WHAT YOU WILL DO :: Copy out the records again. Change nothing.
★ ★ ★ ★ ★ ★ ★
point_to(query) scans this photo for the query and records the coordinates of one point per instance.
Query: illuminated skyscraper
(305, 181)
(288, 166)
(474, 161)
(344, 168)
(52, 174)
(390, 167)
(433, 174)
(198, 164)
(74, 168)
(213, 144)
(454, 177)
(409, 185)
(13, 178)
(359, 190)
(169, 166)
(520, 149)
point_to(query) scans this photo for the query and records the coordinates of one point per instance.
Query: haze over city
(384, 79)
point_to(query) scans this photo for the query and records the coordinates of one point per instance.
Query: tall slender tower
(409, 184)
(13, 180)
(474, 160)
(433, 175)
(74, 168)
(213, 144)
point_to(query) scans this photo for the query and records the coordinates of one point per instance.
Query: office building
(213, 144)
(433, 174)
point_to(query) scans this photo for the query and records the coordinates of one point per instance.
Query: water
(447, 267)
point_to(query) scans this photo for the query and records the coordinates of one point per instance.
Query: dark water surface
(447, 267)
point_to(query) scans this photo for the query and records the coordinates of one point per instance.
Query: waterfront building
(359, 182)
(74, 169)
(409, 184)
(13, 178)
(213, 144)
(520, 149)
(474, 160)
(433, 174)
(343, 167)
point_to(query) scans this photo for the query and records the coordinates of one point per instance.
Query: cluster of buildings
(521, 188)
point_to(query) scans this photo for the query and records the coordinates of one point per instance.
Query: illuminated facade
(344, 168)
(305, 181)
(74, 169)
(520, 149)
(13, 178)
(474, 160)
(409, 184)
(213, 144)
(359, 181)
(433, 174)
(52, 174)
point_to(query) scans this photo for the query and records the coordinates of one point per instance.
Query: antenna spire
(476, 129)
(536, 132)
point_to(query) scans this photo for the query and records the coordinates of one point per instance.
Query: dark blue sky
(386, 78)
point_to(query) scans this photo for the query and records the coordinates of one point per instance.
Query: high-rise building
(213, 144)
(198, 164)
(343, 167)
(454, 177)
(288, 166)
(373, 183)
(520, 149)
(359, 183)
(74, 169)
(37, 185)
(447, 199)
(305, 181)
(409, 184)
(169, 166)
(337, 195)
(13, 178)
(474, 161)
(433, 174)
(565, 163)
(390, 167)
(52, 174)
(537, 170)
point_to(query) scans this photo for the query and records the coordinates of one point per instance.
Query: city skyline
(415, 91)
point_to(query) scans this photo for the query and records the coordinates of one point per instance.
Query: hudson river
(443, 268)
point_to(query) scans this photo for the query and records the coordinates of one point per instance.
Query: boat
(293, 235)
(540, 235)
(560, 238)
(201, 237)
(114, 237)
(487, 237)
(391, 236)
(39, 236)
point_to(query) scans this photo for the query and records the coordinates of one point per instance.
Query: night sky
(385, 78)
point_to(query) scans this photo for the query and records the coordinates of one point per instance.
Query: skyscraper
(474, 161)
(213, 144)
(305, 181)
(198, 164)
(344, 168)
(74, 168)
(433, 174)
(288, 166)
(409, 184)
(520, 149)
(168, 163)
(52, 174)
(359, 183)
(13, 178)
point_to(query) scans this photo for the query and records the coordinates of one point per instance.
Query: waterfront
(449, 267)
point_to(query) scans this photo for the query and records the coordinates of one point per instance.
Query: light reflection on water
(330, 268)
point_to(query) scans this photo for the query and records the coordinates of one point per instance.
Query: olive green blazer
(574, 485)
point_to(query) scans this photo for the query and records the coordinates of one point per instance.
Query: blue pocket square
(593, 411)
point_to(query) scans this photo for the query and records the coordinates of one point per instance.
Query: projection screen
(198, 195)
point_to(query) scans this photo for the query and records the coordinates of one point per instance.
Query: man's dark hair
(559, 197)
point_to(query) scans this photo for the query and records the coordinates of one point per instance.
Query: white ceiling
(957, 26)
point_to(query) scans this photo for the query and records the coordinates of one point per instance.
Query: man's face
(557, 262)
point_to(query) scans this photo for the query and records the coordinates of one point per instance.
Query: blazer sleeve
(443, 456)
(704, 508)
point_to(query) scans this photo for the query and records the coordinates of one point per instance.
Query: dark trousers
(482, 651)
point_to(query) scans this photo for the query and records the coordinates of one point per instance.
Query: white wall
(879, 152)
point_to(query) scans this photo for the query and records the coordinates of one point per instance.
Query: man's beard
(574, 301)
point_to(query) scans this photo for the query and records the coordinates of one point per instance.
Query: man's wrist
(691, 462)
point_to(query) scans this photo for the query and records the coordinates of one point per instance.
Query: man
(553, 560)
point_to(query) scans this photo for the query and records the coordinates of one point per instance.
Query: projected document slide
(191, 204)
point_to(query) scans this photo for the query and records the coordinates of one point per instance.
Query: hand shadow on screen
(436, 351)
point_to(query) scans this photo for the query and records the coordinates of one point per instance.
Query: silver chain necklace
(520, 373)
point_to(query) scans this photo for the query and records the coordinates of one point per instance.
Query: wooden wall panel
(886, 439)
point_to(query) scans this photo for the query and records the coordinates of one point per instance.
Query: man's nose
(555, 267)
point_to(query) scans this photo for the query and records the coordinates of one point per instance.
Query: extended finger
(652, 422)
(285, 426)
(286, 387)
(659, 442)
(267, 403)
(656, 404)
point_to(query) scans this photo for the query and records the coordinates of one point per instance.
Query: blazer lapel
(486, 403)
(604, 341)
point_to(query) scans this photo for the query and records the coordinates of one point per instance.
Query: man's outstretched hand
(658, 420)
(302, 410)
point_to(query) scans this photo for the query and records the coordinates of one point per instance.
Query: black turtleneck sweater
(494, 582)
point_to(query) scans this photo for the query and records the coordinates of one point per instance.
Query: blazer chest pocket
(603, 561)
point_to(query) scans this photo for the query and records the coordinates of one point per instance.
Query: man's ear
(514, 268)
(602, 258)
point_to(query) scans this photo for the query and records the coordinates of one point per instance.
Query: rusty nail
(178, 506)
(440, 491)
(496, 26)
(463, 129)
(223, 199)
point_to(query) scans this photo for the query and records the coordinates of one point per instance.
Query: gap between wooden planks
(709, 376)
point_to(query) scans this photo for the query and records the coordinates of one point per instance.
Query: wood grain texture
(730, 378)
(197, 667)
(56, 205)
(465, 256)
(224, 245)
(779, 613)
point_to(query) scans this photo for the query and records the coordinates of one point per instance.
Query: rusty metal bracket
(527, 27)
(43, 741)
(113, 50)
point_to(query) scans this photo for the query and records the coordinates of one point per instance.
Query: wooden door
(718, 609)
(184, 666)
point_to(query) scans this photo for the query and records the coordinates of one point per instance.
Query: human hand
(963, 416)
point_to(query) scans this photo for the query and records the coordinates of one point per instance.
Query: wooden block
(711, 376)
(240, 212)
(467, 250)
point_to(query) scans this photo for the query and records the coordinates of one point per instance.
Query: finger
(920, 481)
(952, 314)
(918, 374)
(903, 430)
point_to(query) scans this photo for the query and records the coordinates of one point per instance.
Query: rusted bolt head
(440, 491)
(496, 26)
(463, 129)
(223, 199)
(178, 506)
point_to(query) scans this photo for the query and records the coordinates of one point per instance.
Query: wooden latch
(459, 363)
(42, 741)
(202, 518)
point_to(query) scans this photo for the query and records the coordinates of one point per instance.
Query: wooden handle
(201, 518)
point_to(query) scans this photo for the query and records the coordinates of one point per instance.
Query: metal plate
★ ★ ★ ★ ★ ★ ★
REPLY ::
point_to(query) scans this photo for the query and records the coordinates of one point per instance.
Query: illuminated skyscraper
(305, 181)
(288, 166)
(474, 161)
(344, 168)
(52, 174)
(390, 167)
(433, 174)
(198, 164)
(74, 168)
(213, 144)
(454, 177)
(409, 185)
(13, 178)
(359, 190)
(169, 166)
(520, 149)
point_to(query) scans this photo for the query and records the coordinates of one point per instance.
Query: haze over city
(384, 79)
point_to(query) scans this photo for the query and records the coordinates of one point per instance.
Query: tall slender tower
(409, 184)
(13, 180)
(474, 160)
(433, 175)
(74, 168)
(213, 144)
point_to(query) scans this photo for the query and records the coordinates of one point per instance.
Query: office building
(213, 144)
(433, 174)
point_to(query) scans this photo for the query and records the coordinates of one point per instance.
Query: water
(447, 267)
point_to(query) scans this photo for the query and records the coordinates of one point per instance.
Query: dark water surface
(447, 267)
point_to(query) scans this photo for the query and records the coordinates of one point per instance.
Query: waterfront building
(359, 182)
(74, 169)
(409, 184)
(13, 178)
(213, 144)
(520, 149)
(474, 160)
(433, 174)
(343, 167)
point_to(query) scans this photo for the query and records the coordinates of one point per instance.
Query: cluster of buildings
(521, 188)
point_to(query) scans this photo for the query and records the coordinates of one point per instance.
Query: illuminated facade
(344, 168)
(305, 181)
(74, 169)
(520, 149)
(13, 178)
(474, 160)
(409, 184)
(213, 144)
(359, 181)
(433, 174)
(52, 174)
point_to(query) scans this photo for the query and records the coordinates of one point per instance.
Query: antenna spire
(476, 129)
(536, 132)
point_to(query) scans this photo for the query and records the coordinates of one point per instance.
Query: dark blue sky
(386, 78)
point_to(query) scans this photo for the query and records the coordinates of one point per instance.
Query: high-rise building
(213, 144)
(198, 164)
(343, 167)
(454, 177)
(288, 166)
(373, 183)
(520, 149)
(359, 183)
(74, 169)
(37, 185)
(447, 199)
(305, 181)
(409, 184)
(169, 166)
(337, 195)
(13, 178)
(474, 161)
(433, 174)
(565, 163)
(390, 167)
(52, 174)
(537, 170)
point_to(query) scans this photo for the query and records the coordinates of one point per instance.
Query: city skyline
(415, 91)
point_to(query) scans this photo for the query and records the coordinates of one point per instance.
Query: hudson river
(443, 268)
point_to(query) scans this photo for the query and records the coordinates of one point per instance.
Query: boat
(293, 235)
(540, 235)
(560, 238)
(201, 237)
(114, 237)
(487, 237)
(391, 236)
(39, 236)
point_to(query) scans this photo for the query and records the coordinates of one point per instance.
Query: night sky
(385, 78)
point_to(query) scans this photo for the query and records the coordinates of one point per instance.
Query: skyscraper
(474, 161)
(213, 144)
(305, 181)
(198, 164)
(344, 168)
(74, 168)
(433, 174)
(288, 166)
(409, 184)
(520, 149)
(168, 163)
(52, 174)
(359, 183)
(13, 178)
point_to(query) scans this photo for the query and records the coordinates of one point per instance.
Query: waterfront
(449, 267)
point_to(query) scans this photo for the query and records the coordinates of one point per instance.
Query: light reflection on water
(330, 268)
point_to(query) scans this photo for the query and records the coordinates of one point per instance.
Query: olive green blazer
(574, 485)
point_to(query) scans this photo for the query and records the coordinates of one point per instance.
Query: blue pocket square
(593, 411)
point_to(query) scans this photo for the query and records the coordinates of one point per instance.
Query: projection screen
(198, 195)
point_to(query) scans this photo for the query and records the coordinates of one point per instance.
Query: man's dark hair
(559, 197)
point_to(query) scans this photo for the query and records the coordinates of one point per instance.
Query: white ceiling
(957, 26)
point_to(query) scans this photo for the query and records the coordinates of one point per instance.
Query: man's face
(557, 262)
point_to(query) scans this photo for the query and records the coordinates of one point per instance.
Query: blazer sleeve
(443, 456)
(704, 508)
point_to(query) scans this photo for the query and records the coordinates of one point per instance.
Query: dark trousers
(482, 651)
point_to(query) scans this photo for the query and records the coordinates of one point per instance.
Query: white wall
(879, 152)
point_to(query) scans this photo for the query and records the coordinates of one point per instance.
Query: man's beard
(574, 301)
point_to(query) scans this photo for the query and records the coordinates of one point per instance.
Query: man's wrist
(691, 462)
point_to(query) scans this photo for the query and records the coordinates of one point per instance.
Query: man
(553, 560)
point_to(query) scans this photo for the query and records the coordinates of one point per instance.
Query: projected document slide
(191, 204)
point_to(query) scans this photo for the query and records the coordinates of one point per instance.
Query: hand shadow on screen
(436, 351)
point_to(query) scans this photo for the query and records the coordinates of one point per instance.
Query: silver chain necklace
(520, 373)
point_to(query) scans this photo for the query and records the coordinates of one point per instance.
Query: wooden wall panel
(886, 439)
point_to(query) scans this photo for the query and records the coordinates of one point per instance.
Query: man's nose
(555, 267)
point_to(query) scans this photo for the query and records the coordinates of one point per instance.
Query: extended finger
(652, 422)
(285, 426)
(286, 387)
(659, 442)
(267, 403)
(656, 404)
point_to(query) scans this photo for the query and records the coordinates of one point per instance.
Query: blazer lapel
(486, 403)
(604, 341)
point_to(query) scans this photo for the query and records the coordinates of one point per instance.
Query: man's outstretched hand
(658, 420)
(302, 410)
point_to(query) scans this photo for the query and records the coordinates of one point per instance.
Query: black turtleneck sweater
(494, 582)
point_to(query) scans this photo for the query and records the coordinates of one point per instance.
Query: blazer chest pocket
(603, 561)
point_to(query) scans this photo for the query and records the coordinates of one point per instance.
Query: man's ear
(514, 268)
(602, 258)
point_to(query) scans this photo for the query and records the coordinates of one point per instance.
Query: rusty nail
(178, 506)
(440, 491)
(496, 26)
(463, 129)
(223, 199)
point_to(query) scans this photo for the query and records the coordinates of one point per instance.
Query: gap between wooden planks
(709, 376)
point_to(query) scans this photo for the query and records the coordinates of one point per instance.
Query: wood grain texture
(730, 378)
(197, 667)
(56, 205)
(465, 256)
(224, 245)
(779, 613)
point_to(query) scans this photo for the query and records the coordinates of one point per instance.
Query: rusty metal bracket
(527, 27)
(43, 741)
(113, 50)
point_to(query) scans this photo for the query and records the coordinates of one point per instance.
Query: wooden door
(718, 609)
(184, 666)
point_to(query) scans this photo for the query and records the coordinates of one point per instance.
Query: human hand
(963, 416)
point_to(query) scans this photo for the query and records the coordinates of one point per instance.
Query: wooden block
(711, 376)
(240, 212)
(467, 250)
point_to(query) scans this photo for the query and records the coordinates of one point per instance.
Query: finger
(920, 481)
(952, 314)
(918, 374)
(903, 430)
point_to(query) scans this photo for the query and records the coordinates of one point per instance.
Query: rusted bolt head
(440, 491)
(496, 26)
(463, 129)
(223, 199)
(178, 506)
point_to(query) scans this photo for the query and records the coordinates of one point per instance.
Query: wooden latch
(459, 363)
(42, 741)
(202, 518)
point_to(query) scans this photo for the query and records the coordinates of one point per instance.
Query: wooden handle
(201, 518)
point_to(query) scans this photo for the query and records the coordinates of one point per instance.
Query: metal plate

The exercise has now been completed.